The wholesale market, whether in the form of a pool or the BETTA arrangements, has as a prime function the organisation of adjustments of output (and demand), and the scheduling and dispatch of plant, to accommodate variations in demand and the availability/ performance of different generating plant.

This feature would continue, certainly while there remained significant volumes of fossil plant, with the main fossil generators continuing to, in effect, bid into the market on the basis of their fuel costs.

One possible scenario would have the generators under contractual supply obligations to supply, but trading with each other in a “generators’ pool” in order to avoid penalties under the terms of their contracts with the agency, or to reduce costs by “buying in” from a cheaper source of supply. This retains the important feature of a competitive market in maintaining continuing pressures for efficient operation.

EU ETS. Existing generators, and any generators with CO2 emissions, would continue to include CO2 costs under ETS arrangements when bidding into wholesale markets.
If they entered into contracts with the agency they would need to take these costs, and their uncertainties, into account. Their contracts would probably specify prices for kWh output with a CO2 cost pass through, passing the market price risk to the agency.

Renewables obligation. Existing contracts under RO rules would continue to apply but new renewable generation would not receive ROCs and would not be included in the RO target for each year or the accredited generation.

# TASK A
Arrange every line of the rows as a JSON list of strings, one string per line, leaving out any blank lines.
The passage and the rows have no connection to each other.

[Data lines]

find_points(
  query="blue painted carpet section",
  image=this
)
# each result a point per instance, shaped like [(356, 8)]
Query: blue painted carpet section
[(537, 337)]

# TASK B
Reproduce word for word the part of the wholesale market passage that opens with the words containing "One possible scenario" and closes with "for efficient operation.".

# RESPONSE A
[
  "find_points(",
  "  query=\"blue painted carpet section\",",
  "  image=this",
  ")",
  "# each result a point per instance, shaped like [(356, 8)]",
  "Query: blue painted carpet section",
  "[(537, 337)]"
]

# RESPONSE B
One possible scenario would have the generators under contractual supply obligations to supply, but trading with each other in a “generators’ pool” in order to avoid penalties under the terms of their contracts with the agency, or to reduce costs by “buying in” from a cheaper source of supply. This retains the important feature of a competitive market in maintaining continuing pressures for efficient operation.